* [TASK BRIEF] How would the passage on mangrove roots and carbon storage go on? Continue it from its last sentence.

* [TEXT PASSAGE]
+---+

Mangrove roots extract oxygen with above-ground, flange-like pores called lenticels, which are covered with loose waxy cells that allow air in but not water. Some species of mangrove have the lenticels on their prop roots. Others have them on their trunks or have pneumatophores (fingerlike projection that grow up from the organic ooze). A single large tree such as Sonneratia alba can produce thousands of rootlike snorels that radiate out in all direction.

Mangroves sit like platforms on the mud. Their roots are imbedded in the mud just deep enough so plants don't wash away. The areal roots also spread out in such a way that act like buttresses.

Scientists have determined carbon inputs and outputs of mangrove ecosystems by measuring photosynthesis, sap flow and other process in the leaves of mangrove plants. They have found that mangroves are excellent carbon sinks, or absorbers of carbon dioxide. Research by Jin Eong On, a retired professor of marine and coastal studied in Penang, Malaysia, believes that mangroves may have the highest net productivity of carbon of any natural ecosystem. (About a 100 kilograms per hectare per day) and that as much as a third of this may be exported in the form of organic compounds to mudflats. On’s research has show that much of the carbon ends up in sediments, locked away for thousands of years and that transforming mangroves into shrimp farms can release this carbon dioxide back into the atmosphere 50 times faster than if the mangrove was left undisturbed.

Achin Steiner, United Nations Under-Secretary General told the Times of London. “We already know that marine ecosystems are multitrillion-dollar assets linked to sectors such as tourism, coastal defense, fisheries and water purification services. Now it is emerging that are natural allies against climate change.”

+---+

* [PROVIDED INFORMATION]
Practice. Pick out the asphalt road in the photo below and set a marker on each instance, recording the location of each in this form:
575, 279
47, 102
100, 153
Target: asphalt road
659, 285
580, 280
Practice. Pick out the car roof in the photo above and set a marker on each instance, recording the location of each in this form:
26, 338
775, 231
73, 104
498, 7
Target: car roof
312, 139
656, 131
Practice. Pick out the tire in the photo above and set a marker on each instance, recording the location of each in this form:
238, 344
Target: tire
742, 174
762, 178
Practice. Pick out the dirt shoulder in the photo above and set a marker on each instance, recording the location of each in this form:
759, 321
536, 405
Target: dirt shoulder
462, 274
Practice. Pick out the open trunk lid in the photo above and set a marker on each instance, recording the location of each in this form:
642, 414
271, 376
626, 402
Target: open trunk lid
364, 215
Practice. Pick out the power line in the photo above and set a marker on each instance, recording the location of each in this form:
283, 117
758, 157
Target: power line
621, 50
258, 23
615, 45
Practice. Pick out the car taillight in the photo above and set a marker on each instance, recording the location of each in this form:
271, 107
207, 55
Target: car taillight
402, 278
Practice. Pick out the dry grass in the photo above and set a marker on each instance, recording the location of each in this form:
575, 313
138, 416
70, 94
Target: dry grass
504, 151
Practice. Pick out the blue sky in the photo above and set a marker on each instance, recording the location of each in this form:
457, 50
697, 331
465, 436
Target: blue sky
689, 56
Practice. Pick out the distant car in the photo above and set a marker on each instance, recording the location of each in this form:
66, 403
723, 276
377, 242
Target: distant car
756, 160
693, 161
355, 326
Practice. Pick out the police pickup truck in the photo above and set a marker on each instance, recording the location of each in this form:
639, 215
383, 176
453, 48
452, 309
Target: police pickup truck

+---+

* [RESPONSE FOR THIS EXERCISE]
A United Nations task force on mangroves and the environment recommending: 1) setting up a blue carbon fund to help developing countries to protect mangroves as well as rain forests; 2) place a value on mangroves that takes into consideration their value as carbon sinks; and 3) allow coastal and ocean carbon sinks to be traded in same fashion as those for terrestrial forests. Christian Nellemann, an author a United Nations report on the issue, told the Times of London, “There is an urgency to act now to maintain and enhance these carbon sinks. We are losing these crucial ecosystem much faster than rainforests and at the very time we need them. If current trends continue they [mangrove and coastal ecosystems] may be largely lost within a couple of decades.”

Mangrove Plants and Seedlings

Puerto Rico
The plants that form mangrove forest are surprisingly diverse, There are 70 species from two dozen families, including palms, hibiscus, holly, plumbago, acanthus, legumes, and myrtle, ranging from prostrate shrubs to 65-meter timber trees.

Fully developed mangroves are very stable. The same can also be said for seedlings. Some species let their seed germinate on their root. The seedlings drop off into the soft mud when they are about two feet high and send out roots at astounding rates to establish themselves.

If the seedlings fall during high tide they can be carried a considerable distance and survive up to a year and feed and grow during that time. Floating seedling hang horizontally in the water and photosynthesize using green cells on their skin. If they float into an estuary they become vertical and implant themselves in mud.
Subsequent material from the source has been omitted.